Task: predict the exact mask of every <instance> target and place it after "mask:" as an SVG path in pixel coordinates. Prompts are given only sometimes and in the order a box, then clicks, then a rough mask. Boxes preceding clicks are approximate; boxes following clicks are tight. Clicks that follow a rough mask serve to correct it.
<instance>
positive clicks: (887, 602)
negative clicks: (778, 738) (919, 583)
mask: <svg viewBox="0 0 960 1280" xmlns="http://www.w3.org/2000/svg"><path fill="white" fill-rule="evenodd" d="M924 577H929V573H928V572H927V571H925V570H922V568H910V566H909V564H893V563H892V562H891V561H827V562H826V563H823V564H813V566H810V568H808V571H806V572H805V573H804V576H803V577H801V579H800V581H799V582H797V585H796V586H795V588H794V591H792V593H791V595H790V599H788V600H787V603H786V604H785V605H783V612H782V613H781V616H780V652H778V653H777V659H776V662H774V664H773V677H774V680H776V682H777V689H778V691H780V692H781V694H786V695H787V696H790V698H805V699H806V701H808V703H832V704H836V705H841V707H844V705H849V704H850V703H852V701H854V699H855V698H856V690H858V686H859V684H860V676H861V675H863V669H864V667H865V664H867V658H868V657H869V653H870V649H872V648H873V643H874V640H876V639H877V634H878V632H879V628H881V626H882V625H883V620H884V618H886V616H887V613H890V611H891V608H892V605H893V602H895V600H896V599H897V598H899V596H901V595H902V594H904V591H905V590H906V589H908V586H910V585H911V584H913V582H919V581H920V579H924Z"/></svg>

Task objective: Within the listing above, find every line containing the string "instance" and return it.

Answer space:
Task: predict the exact mask of every <instance> target and place it after "mask:" as an SVG path in pixel coordinates. Prompts are given only sometimes and in the order a box, then clicks, then a rough mask. Boxes preceding clicks are approximate; boxes following clicks are tight. Clicks that follow a rough mask serve to correct it.
<instance>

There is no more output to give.